Given problem
Rewrite every line of the items from the line containing "Mark every instance of the yellow bell" through the end of the items, keeping the requests and their format samples unchanged and adding 105 to each coordinate value in the answers.

━━━

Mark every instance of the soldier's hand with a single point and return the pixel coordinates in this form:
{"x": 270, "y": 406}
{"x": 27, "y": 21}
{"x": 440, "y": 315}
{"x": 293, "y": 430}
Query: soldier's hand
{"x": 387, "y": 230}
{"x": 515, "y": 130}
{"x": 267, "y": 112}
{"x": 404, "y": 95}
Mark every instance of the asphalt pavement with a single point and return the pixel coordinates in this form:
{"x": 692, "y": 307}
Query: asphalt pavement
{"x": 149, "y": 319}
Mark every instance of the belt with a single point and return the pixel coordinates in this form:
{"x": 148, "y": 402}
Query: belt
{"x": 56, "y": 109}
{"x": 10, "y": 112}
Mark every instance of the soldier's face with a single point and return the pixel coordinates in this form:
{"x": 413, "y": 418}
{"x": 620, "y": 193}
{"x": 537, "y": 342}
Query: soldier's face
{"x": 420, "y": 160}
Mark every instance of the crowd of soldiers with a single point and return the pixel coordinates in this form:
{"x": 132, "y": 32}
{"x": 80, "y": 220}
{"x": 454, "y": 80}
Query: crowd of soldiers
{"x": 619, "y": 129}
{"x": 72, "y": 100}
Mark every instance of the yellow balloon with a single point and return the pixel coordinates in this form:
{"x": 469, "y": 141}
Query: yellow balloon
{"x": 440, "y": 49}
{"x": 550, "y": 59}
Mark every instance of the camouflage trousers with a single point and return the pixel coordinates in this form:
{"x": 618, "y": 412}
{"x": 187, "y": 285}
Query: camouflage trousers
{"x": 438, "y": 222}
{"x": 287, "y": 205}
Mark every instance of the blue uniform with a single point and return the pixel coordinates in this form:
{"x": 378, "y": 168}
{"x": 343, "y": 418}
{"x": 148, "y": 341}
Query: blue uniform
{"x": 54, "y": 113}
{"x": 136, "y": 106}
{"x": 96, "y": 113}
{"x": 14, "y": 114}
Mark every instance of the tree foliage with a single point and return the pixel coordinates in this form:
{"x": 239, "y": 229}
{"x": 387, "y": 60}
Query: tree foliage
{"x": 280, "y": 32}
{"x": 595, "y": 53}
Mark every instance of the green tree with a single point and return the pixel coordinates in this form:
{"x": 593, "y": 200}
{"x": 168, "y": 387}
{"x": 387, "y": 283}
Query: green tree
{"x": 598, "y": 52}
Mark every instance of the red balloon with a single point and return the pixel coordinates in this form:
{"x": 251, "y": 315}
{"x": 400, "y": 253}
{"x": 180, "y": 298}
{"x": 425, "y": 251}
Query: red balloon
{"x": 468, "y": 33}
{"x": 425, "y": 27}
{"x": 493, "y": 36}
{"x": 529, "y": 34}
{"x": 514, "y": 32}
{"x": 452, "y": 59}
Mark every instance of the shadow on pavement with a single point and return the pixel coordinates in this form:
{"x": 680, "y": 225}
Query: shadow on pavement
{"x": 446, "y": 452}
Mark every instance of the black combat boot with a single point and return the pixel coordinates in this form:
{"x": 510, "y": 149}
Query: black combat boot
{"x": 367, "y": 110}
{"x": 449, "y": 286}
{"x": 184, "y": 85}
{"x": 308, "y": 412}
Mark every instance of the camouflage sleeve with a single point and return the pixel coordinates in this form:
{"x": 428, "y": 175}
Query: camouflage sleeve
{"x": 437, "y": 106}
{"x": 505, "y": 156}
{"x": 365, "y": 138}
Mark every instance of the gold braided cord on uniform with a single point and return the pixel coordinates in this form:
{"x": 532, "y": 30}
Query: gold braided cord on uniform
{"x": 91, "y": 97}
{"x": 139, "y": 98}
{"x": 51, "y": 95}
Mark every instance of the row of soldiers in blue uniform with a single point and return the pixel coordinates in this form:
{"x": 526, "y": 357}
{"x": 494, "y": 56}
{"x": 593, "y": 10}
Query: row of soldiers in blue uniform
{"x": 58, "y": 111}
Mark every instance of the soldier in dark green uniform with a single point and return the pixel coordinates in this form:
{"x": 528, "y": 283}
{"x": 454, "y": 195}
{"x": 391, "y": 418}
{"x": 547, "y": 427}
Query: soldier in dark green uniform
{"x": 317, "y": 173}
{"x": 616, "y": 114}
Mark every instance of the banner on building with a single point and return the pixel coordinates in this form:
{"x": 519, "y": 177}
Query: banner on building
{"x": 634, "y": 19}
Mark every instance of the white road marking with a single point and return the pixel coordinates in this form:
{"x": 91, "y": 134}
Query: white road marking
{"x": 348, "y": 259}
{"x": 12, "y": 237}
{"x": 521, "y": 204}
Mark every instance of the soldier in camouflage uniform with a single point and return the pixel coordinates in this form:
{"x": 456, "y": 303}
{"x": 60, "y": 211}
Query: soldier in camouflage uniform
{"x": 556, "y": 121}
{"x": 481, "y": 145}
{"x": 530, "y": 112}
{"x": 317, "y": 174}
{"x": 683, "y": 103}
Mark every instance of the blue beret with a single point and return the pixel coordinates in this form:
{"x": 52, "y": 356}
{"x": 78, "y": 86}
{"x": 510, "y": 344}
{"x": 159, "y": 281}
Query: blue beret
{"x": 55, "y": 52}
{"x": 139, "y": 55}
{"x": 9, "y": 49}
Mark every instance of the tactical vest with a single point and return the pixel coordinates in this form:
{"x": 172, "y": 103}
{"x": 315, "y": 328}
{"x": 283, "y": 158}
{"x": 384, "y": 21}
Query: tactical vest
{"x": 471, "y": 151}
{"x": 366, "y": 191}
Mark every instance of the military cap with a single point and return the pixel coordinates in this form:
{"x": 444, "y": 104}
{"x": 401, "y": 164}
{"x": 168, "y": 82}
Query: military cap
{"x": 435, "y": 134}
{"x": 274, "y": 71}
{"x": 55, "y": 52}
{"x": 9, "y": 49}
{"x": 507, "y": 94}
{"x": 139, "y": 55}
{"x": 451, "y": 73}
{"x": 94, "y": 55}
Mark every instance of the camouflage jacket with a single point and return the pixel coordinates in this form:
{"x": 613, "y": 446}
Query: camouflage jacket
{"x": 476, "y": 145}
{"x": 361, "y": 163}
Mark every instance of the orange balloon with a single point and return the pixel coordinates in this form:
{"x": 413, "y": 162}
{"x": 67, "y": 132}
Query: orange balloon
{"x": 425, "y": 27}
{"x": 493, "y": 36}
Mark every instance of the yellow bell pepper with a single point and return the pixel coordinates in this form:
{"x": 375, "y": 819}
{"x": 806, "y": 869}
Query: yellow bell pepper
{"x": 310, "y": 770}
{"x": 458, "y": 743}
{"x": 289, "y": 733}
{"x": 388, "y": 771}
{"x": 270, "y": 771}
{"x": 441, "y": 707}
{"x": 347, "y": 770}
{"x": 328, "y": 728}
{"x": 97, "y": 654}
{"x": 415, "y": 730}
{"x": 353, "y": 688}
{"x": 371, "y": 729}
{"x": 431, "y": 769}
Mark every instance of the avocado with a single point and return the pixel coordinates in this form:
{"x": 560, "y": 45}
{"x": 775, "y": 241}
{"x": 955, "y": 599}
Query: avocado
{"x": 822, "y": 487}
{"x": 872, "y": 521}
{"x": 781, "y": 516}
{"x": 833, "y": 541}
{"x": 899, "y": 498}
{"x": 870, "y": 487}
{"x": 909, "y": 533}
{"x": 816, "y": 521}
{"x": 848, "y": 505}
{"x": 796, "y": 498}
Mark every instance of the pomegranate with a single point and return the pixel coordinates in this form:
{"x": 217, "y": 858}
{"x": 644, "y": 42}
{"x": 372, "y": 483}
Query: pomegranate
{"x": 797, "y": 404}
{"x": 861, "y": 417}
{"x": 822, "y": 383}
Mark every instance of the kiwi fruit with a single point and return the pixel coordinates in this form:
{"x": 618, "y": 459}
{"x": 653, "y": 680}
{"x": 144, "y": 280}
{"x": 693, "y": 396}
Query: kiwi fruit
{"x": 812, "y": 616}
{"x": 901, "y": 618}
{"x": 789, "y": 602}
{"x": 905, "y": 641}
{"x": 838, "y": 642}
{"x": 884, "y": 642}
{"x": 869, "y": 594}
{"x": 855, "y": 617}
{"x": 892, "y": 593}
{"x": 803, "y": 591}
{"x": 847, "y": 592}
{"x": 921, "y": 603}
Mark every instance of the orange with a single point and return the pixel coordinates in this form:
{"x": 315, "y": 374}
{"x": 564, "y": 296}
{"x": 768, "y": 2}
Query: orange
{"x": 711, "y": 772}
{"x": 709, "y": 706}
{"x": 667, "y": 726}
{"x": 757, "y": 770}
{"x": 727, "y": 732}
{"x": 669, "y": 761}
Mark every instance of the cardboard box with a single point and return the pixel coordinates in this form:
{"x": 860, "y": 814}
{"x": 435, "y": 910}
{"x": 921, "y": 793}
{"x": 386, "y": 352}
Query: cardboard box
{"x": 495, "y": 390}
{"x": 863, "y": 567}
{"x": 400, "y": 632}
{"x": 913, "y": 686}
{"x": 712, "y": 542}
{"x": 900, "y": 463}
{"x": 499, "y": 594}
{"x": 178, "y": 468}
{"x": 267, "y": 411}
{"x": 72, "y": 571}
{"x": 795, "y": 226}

━━━

Full solution
Mark every instance of the yellow bell pepper with a single point and return the pixel coordinates in this form:
{"x": 375, "y": 819}
{"x": 806, "y": 869}
Query: yellow bell pepper
{"x": 415, "y": 875}
{"x": 563, "y": 848}
{"x": 394, "y": 838}
{"x": 493, "y": 876}
{"x": 375, "y": 876}
{"x": 546, "y": 812}
{"x": 452, "y": 875}
{"x": 433, "y": 833}
{"x": 202, "y": 759}
{"x": 520, "y": 835}
{"x": 458, "y": 793}
{"x": 476, "y": 834}
{"x": 536, "y": 874}
Mark every instance of the avocado with a single point and return the pixel coordinates in this form:
{"x": 560, "y": 45}
{"x": 775, "y": 241}
{"x": 955, "y": 599}
Query: avocado
{"x": 927, "y": 592}
{"x": 977, "y": 626}
{"x": 886, "y": 621}
{"x": 938, "y": 646}
{"x": 1004, "y": 603}
{"x": 975, "y": 592}
{"x": 1014, "y": 638}
{"x": 921, "y": 626}
{"x": 953, "y": 610}
{"x": 901, "y": 603}
Mark every instance of the pomegranate with a single point and return the pixel coordinates in this form:
{"x": 217, "y": 858}
{"x": 644, "y": 42}
{"x": 372, "y": 483}
Query: pomegranate
{"x": 902, "y": 509}
{"x": 966, "y": 522}
{"x": 927, "y": 488}
Mark every instance of the kiwi fruit with a single point and return the pixel coordinates in this form:
{"x": 618, "y": 459}
{"x": 653, "y": 680}
{"x": 144, "y": 280}
{"x": 693, "y": 396}
Query: kiwi fruit
{"x": 917, "y": 721}
{"x": 1006, "y": 723}
{"x": 894, "y": 707}
{"x": 1010, "y": 746}
{"x": 943, "y": 747}
{"x": 989, "y": 747}
{"x": 974, "y": 699}
{"x": 960, "y": 722}
{"x": 997, "y": 698}
{"x": 908, "y": 696}
{"x": 952, "y": 697}
{"x": 1026, "y": 708}
Mark every instance of the orange with a single point and return the pixel coordinates in this form:
{"x": 315, "y": 374}
{"x": 564, "y": 296}
{"x": 768, "y": 2}
Query: orange
{"x": 816, "y": 877}
{"x": 814, "y": 811}
{"x": 772, "y": 831}
{"x": 862, "y": 875}
{"x": 832, "y": 837}
{"x": 774, "y": 866}
Mark every instance of the cardboard box with a single point and return the pixel coordinates in this form:
{"x": 860, "y": 814}
{"x": 435, "y": 910}
{"x": 921, "y": 793}
{"x": 386, "y": 352}
Query: cardboard box
{"x": 600, "y": 495}
{"x": 968, "y": 672}
{"x": 505, "y": 737}
{"x": 1018, "y": 791}
{"x": 817, "y": 647}
{"x": 1005, "y": 568}
{"x": 604, "y": 699}
{"x": 283, "y": 573}
{"x": 372, "y": 516}
{"x": 177, "y": 676}
{"x": 900, "y": 331}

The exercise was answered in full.